Données saisies »
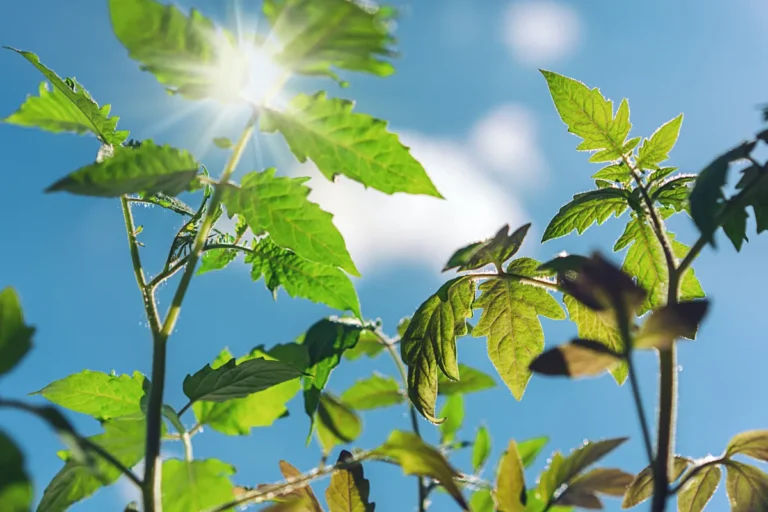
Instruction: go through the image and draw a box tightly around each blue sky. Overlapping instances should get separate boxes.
[0,0,768,511]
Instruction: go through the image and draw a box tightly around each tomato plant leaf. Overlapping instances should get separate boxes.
[192,343,308,435]
[162,459,235,512]
[46,141,199,197]
[341,370,405,411]
[372,430,468,510]
[541,70,639,162]
[263,0,395,78]
[0,286,35,375]
[109,0,248,100]
[315,393,363,455]
[0,431,34,512]
[437,363,496,395]
[183,357,303,402]
[472,259,565,400]
[260,91,442,198]
[325,450,375,512]
[31,370,149,420]
[725,460,768,512]
[37,418,146,512]
[245,237,362,318]
[3,47,128,145]
[400,277,475,423]
[635,114,683,170]
[541,188,629,242]
[677,464,723,512]
[472,425,491,473]
[224,169,360,276]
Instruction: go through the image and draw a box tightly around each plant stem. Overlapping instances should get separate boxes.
[143,115,256,512]
[371,331,429,512]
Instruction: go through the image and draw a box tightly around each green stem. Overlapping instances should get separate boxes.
[143,115,256,512]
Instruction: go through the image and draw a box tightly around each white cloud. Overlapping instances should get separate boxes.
[502,0,583,67]
[470,103,546,186]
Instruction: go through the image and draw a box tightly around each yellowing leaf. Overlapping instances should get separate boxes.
[261,92,442,198]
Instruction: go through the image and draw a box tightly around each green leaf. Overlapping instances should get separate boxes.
[224,169,360,276]
[494,441,526,512]
[162,459,235,512]
[184,357,302,402]
[538,437,627,501]
[0,431,34,512]
[517,436,549,468]
[325,450,375,512]
[45,141,199,197]
[541,70,636,162]
[192,343,307,435]
[372,430,468,510]
[37,417,146,512]
[302,318,363,426]
[109,0,248,100]
[341,370,405,411]
[677,465,722,512]
[245,237,362,318]
[263,0,395,78]
[592,162,632,185]
[443,223,531,272]
[261,91,442,198]
[621,455,691,508]
[725,460,768,512]
[563,295,629,384]
[530,338,622,378]
[725,430,768,461]
[400,277,475,423]
[439,394,464,444]
[32,370,149,420]
[437,363,496,395]
[472,425,491,473]
[635,114,683,170]
[316,393,363,455]
[0,286,35,375]
[472,266,565,400]
[3,47,128,145]
[541,188,629,242]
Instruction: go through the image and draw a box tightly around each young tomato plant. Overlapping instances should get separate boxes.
[0,0,768,512]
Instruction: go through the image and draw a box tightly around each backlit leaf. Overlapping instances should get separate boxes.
[400,277,475,423]
[245,237,362,317]
[325,450,375,512]
[437,363,496,395]
[37,418,146,512]
[635,114,683,169]
[0,431,34,512]
[184,357,302,402]
[541,188,629,242]
[677,464,722,512]
[725,460,768,512]
[316,393,363,455]
[494,441,526,512]
[192,343,308,435]
[472,260,565,400]
[263,0,395,77]
[162,459,235,512]
[3,48,128,145]
[0,286,35,375]
[541,70,636,161]
[109,0,248,100]
[46,141,199,197]
[261,92,442,198]
[341,370,405,411]
[224,169,360,276]
[372,430,468,510]
[32,370,149,420]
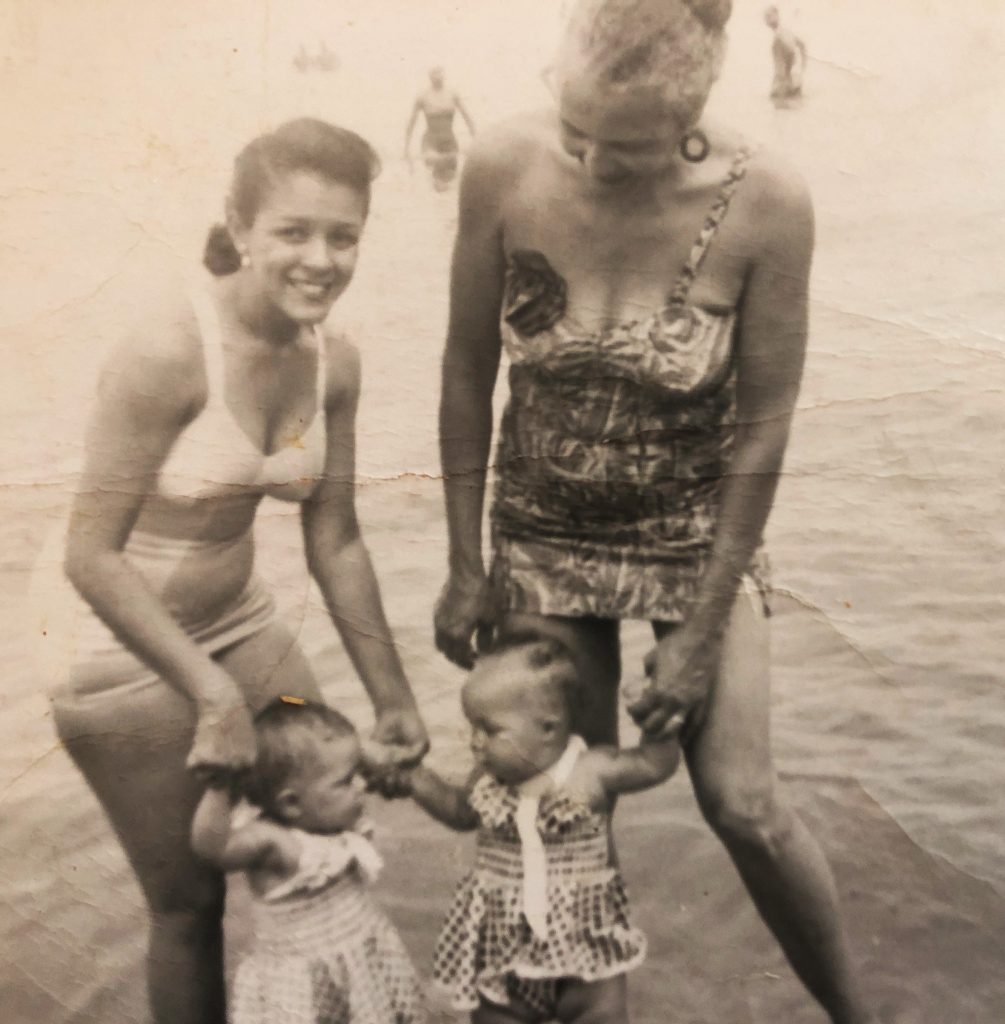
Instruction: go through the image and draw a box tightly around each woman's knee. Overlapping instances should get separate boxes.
[143,872,226,937]
[695,772,794,856]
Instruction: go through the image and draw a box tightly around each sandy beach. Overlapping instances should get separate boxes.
[0,0,1005,1024]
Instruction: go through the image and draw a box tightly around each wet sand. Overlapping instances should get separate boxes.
[0,0,1005,1024]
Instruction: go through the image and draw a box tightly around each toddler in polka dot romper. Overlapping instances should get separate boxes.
[395,637,680,1024]
[192,698,427,1024]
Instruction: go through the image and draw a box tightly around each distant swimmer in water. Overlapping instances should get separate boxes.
[405,68,474,191]
[764,6,806,103]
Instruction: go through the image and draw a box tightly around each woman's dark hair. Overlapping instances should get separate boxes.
[244,697,357,814]
[203,118,380,278]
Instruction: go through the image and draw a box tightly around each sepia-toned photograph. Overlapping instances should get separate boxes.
[0,0,1005,1024]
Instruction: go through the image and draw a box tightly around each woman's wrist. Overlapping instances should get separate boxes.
[450,552,488,590]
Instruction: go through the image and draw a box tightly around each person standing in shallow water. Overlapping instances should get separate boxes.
[434,0,875,1024]
[47,119,427,1024]
[405,68,474,191]
[764,6,806,102]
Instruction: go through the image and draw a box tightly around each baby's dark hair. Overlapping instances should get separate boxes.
[203,118,380,278]
[244,697,357,814]
[480,630,583,715]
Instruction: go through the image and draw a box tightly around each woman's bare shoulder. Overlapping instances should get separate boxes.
[100,267,212,411]
[745,146,813,225]
[464,111,553,194]
[322,324,363,410]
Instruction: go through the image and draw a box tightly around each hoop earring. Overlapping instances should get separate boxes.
[680,128,712,164]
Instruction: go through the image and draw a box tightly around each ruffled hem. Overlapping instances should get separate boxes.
[433,872,646,1010]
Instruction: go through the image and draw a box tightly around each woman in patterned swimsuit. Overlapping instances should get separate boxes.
[435,0,874,1024]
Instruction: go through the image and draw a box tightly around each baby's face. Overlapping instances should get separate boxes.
[289,736,365,834]
[462,649,569,785]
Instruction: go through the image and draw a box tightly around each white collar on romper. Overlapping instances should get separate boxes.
[515,735,587,939]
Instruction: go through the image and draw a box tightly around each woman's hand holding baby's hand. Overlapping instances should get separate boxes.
[624,630,721,737]
[185,666,257,780]
[361,739,425,800]
[373,707,429,767]
[433,572,495,669]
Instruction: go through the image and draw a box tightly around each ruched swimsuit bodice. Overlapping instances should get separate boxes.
[492,148,766,622]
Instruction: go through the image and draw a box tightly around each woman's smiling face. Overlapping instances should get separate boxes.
[228,171,367,326]
[558,75,684,185]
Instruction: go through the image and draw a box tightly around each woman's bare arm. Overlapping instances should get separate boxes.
[66,303,242,705]
[629,155,813,733]
[436,136,513,666]
[302,338,427,757]
[688,156,813,632]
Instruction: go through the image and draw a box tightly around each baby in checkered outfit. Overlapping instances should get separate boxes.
[395,637,680,1024]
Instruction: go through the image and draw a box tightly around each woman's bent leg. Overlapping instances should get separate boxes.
[54,627,317,1024]
[55,683,224,1024]
[672,591,874,1024]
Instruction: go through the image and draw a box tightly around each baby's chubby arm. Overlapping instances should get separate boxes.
[192,784,284,871]
[407,765,478,831]
[362,739,478,831]
[590,733,680,797]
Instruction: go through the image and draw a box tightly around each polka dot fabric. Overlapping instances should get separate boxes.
[433,777,645,1017]
[229,869,426,1024]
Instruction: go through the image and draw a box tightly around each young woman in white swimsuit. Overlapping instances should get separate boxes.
[47,120,426,1024]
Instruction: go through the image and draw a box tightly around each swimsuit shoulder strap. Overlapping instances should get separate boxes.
[670,144,753,305]
[313,324,328,409]
[189,281,223,403]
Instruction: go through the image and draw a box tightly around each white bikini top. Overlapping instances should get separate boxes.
[157,286,327,502]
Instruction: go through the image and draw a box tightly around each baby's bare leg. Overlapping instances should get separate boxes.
[471,999,541,1024]
[557,974,628,1024]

À faire » Mets en forme de CSV à deux colonnes, « texte » et « réponse », la partie de la liste située entre la ligne contenant "on romper. Overlapping instances should get separate boxes." et celle contenant "[688,156,813,632]", incluses : une rangée par texte avec sa réponse, chaque champ entre guillemets et les sauts de ligne remplacés par des espaces.

Réponse rédigée »
texte,réponse
"Instruction: go through the image and draw a box tightly around each white collar on romper. Overlapping instances should get separate boxes.","[515,735,587,939]"
"Instruction: go through the image and draw a box tightly around each woman's hand holding baby's hand. Overlapping instances should get separate boxes.","[624,630,721,737] [185,666,257,780] [361,739,425,800] [373,707,429,767] [433,572,495,669]"
"Instruction: go through the image and draw a box tightly around each ruched swimsuit bodice. Overlapping instances should get separate boxes.","[492,148,766,622]"
"Instruction: go through the image and draw a box tightly around each woman's smiling face. Overlapping instances should get separate boxes.","[228,171,367,326] [558,75,684,185]"
"Instruction: go through the image and draw a box tightly around each woman's bare arm. Overlapping instances should get separate boxes.","[66,303,242,705] [629,155,813,733] [436,136,513,666] [302,338,427,757] [688,156,813,632]"